— What needs to be done —
This exercise asks for the whole listing to be restated exactly.

Top of Exercise input

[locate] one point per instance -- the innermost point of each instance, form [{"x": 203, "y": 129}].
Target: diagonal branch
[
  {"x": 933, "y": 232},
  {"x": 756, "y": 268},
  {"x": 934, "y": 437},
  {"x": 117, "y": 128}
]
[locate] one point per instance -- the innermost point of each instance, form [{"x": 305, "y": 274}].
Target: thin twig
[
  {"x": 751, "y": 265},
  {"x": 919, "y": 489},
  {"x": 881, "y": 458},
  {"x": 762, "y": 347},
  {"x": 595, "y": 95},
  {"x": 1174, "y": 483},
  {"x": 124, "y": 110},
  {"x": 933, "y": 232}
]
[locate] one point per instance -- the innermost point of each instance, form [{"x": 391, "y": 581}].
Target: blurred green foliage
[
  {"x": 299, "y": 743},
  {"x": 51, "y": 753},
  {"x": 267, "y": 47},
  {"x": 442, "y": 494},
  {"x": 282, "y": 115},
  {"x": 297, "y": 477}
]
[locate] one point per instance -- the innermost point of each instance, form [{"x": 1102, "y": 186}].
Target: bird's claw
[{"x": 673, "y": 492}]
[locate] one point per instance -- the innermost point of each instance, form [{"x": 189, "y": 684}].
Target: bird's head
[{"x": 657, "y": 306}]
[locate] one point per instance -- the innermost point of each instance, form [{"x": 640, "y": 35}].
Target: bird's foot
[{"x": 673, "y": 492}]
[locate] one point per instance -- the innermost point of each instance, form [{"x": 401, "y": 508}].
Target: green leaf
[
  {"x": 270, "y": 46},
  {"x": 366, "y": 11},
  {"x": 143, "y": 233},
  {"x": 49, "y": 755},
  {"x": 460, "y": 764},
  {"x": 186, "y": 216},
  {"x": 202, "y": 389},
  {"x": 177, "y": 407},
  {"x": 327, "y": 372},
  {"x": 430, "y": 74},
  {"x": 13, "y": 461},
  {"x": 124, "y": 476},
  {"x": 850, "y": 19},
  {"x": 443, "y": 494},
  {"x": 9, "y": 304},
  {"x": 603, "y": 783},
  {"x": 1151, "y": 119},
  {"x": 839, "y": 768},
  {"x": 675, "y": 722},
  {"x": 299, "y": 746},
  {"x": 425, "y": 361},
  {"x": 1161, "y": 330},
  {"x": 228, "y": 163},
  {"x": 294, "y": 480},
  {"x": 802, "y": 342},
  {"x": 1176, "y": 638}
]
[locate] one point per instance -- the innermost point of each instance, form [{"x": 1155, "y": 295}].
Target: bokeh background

Bottom of Exercise input

— Your solution —
[locate] one point per instance -- the innermost point of each instance, form [{"x": 203, "y": 129}].
Target: diagonal branch
[
  {"x": 933, "y": 232},
  {"x": 756, "y": 268},
  {"x": 934, "y": 437},
  {"x": 117, "y": 128}
]
[locate] one point per instance -- the innermost point of each instance, form [{"x": 305, "y": 274}].
Target: thin twig
[
  {"x": 751, "y": 265},
  {"x": 919, "y": 489},
  {"x": 881, "y": 458},
  {"x": 762, "y": 347},
  {"x": 595, "y": 95},
  {"x": 1174, "y": 483},
  {"x": 124, "y": 110},
  {"x": 933, "y": 232}
]
[locate] one point per instance -- the innermost point of each instance, form [{"x": 391, "y": 581}].
Target: blurred green foliage
[
  {"x": 299, "y": 743},
  {"x": 51, "y": 753},
  {"x": 267, "y": 47},
  {"x": 442, "y": 494},
  {"x": 282, "y": 115},
  {"x": 297, "y": 477}
]
[locate] one point per instance -- the innermost point of each instance, form [{"x": 1102, "y": 186}].
Target: bird's claw
[{"x": 673, "y": 492}]
[locate] one point per instance -- the innermost point of each instance, form [{"x": 189, "y": 684}].
Target: bird's head
[{"x": 657, "y": 306}]
[locate] one point per instance -- the innermost point of each instance, form [{"x": 640, "y": 35}].
Target: bird's foot
[{"x": 673, "y": 492}]
[locate] one point per instance -- the innermost point of each instance, form [{"x": 401, "y": 508}].
Target: green leaf
[
  {"x": 270, "y": 46},
  {"x": 366, "y": 11},
  {"x": 143, "y": 233},
  {"x": 49, "y": 755},
  {"x": 460, "y": 764},
  {"x": 186, "y": 216},
  {"x": 202, "y": 389},
  {"x": 177, "y": 407},
  {"x": 327, "y": 372},
  {"x": 430, "y": 74},
  {"x": 13, "y": 461},
  {"x": 124, "y": 476},
  {"x": 850, "y": 19},
  {"x": 443, "y": 494},
  {"x": 9, "y": 304},
  {"x": 603, "y": 783},
  {"x": 1151, "y": 119},
  {"x": 839, "y": 768},
  {"x": 675, "y": 722},
  {"x": 299, "y": 746},
  {"x": 425, "y": 361},
  {"x": 1161, "y": 330},
  {"x": 228, "y": 163},
  {"x": 294, "y": 480},
  {"x": 802, "y": 342},
  {"x": 1176, "y": 638}
]
[locate] one point per instance -- the innermost point of each instance, form [{"x": 1155, "y": 295}].
Target: bokeh background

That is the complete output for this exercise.